# Task item
Take each line from the material below that includes the string "lemon" and copy it.

# Provided records

:::

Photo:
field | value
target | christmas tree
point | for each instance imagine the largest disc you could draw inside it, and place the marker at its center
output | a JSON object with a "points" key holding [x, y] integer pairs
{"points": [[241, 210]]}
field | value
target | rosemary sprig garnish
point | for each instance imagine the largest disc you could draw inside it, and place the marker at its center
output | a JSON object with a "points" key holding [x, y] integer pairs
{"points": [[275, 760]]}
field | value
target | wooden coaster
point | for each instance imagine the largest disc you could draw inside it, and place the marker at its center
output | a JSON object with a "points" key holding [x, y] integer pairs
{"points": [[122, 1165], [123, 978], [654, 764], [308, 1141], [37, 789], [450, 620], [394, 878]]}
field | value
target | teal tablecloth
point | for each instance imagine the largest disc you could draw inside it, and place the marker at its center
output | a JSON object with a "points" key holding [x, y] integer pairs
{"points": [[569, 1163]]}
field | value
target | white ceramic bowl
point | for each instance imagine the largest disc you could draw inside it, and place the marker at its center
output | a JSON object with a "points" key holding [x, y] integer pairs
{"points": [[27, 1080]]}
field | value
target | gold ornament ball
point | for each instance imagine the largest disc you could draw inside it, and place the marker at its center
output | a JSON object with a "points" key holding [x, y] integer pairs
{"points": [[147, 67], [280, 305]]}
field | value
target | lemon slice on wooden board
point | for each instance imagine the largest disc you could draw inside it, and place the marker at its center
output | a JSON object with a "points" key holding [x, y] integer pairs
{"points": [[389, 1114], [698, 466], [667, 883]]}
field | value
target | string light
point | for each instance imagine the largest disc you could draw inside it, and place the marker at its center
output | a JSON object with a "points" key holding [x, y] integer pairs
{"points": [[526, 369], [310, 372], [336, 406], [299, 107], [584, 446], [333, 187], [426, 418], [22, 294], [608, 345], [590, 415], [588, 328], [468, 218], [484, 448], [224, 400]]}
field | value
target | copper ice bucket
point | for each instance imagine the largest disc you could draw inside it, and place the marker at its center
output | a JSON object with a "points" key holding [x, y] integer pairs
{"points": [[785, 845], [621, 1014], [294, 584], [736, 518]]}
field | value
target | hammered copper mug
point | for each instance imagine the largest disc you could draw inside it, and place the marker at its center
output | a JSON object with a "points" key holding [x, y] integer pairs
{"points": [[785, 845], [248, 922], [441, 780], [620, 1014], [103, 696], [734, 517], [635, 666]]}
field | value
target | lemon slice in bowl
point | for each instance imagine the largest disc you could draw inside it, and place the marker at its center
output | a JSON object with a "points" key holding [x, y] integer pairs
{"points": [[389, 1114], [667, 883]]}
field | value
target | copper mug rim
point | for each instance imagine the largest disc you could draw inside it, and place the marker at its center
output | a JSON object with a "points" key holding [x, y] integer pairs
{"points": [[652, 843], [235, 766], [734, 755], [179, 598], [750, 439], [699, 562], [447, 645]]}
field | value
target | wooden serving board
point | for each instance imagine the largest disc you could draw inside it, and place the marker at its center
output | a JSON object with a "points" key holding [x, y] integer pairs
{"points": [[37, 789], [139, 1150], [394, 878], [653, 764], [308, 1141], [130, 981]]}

:::

# Solution for this exercise
target | lemon slice on wooden board
target | lemon slice in bowl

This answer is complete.